*** TASK MATERIAL ***
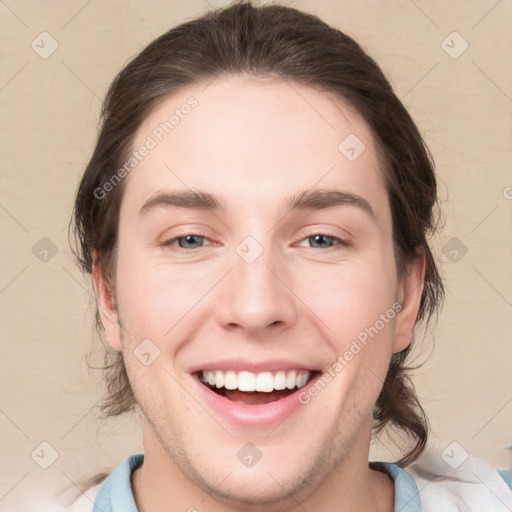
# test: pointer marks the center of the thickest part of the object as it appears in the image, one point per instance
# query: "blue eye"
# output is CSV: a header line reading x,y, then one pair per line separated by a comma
x,y
189,241
322,239
325,241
***
The records are to be returned verbatim. Skip any picture they contain.

- **WRITTEN ANSWER**
# test: pointer marks the center of the thickest part of the object as it appears in the image, one point per instance
# query: "blue eye"
# output is CSV: a header line reading x,y, then one pair per line separated by a comma
x,y
189,241
322,239
325,241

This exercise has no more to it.